[Document passage]
╔══

Is prostate cancer treatable?

The good news regarding prostate cancer is that it is highly treatable and curable when detected in the early stages, even though it’s hard to detect. This statement seems contradictory, but it also shows the importance of screening for prostate cancer and discussing your risk factors with your doctor.

Asymptomatic men should have a discussion with their urologist or primary care physician regarding the benefits and risks associated with screening.

Although there is controversy regarding screening, the American Urologic Association has adopted several general guidelines:

  • Men at high risk, African Americans and those with a family history of the disease should discuss screening at age 40.
  • All other men with a greater than 10- to 15-year life expectancy should discuss routine screening at age 55.
  • Routine screenings are no longer recommended for ages 70 and above.
  • These guidelines do not apply to men with symptoms from their prostate, such as voiding difficulty, which can signify a benign or malignant disease process.

Through screening, we attempt to provide the most tailored program possible to limit identification of clinically insignificant cancer.

How does prostate cancer screening work?

To screen for prostate cancer, your physician will perform a digital rectal examination (DRE) and prostate-specific antigen (PSA) exam every one to two years. The DRE checks for abnormalities in size and consistency of the prostate. PSA is a substance produced only by the prostate. The PSA exam measures the level of the substance in the bloodstream.

╚══

[Record excerpts]
╔══

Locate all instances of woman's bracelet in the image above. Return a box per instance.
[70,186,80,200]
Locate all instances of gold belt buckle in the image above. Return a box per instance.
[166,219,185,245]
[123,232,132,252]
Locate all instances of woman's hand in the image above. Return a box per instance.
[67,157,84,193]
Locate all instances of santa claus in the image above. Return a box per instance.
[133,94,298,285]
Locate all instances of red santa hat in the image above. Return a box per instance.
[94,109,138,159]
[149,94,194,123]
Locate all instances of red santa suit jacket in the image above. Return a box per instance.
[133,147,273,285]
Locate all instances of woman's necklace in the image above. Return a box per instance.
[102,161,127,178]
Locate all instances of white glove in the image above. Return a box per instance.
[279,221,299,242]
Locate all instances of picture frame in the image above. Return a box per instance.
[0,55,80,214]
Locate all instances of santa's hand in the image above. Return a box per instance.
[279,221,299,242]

╚══
╔══

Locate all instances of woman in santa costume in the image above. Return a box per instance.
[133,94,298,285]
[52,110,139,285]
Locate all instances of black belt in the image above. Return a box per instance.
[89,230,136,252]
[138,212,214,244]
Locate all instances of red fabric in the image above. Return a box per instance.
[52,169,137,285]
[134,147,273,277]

╚══

[Actions to take]
A) Say whether each statement below agrees with the prostate cancer text. For each, answer yes or no and quote the words of the text that decide it.
(i) Men with a family history of the disease should discuss screening at age 40.
(ii) Routine screenings are recommended for men aged 70 and above.
(iii) PSA is produced by several organs in the body.
B) According to the prostate cancer text, how often does the physician perform the DRE and PSA exam?
C) Translate this sentence from the prostate cancer text into Spanish: "The DRE checks for abnormalities in size and consistency of the prostate."

[Solution set]
A)
(i) Yes: "Men at high risk, African Americans and those with a family history of the disease should discuss screening at age 40."
(ii) No: "Routine screenings are no longer recommended for ages 70 and above."
(iii) No: "PSA is a substance produced only by the prostate."

B) Every one to two years.

C) El DRE examina si hay anomalías en el tamaño y la consistencia de la próstata.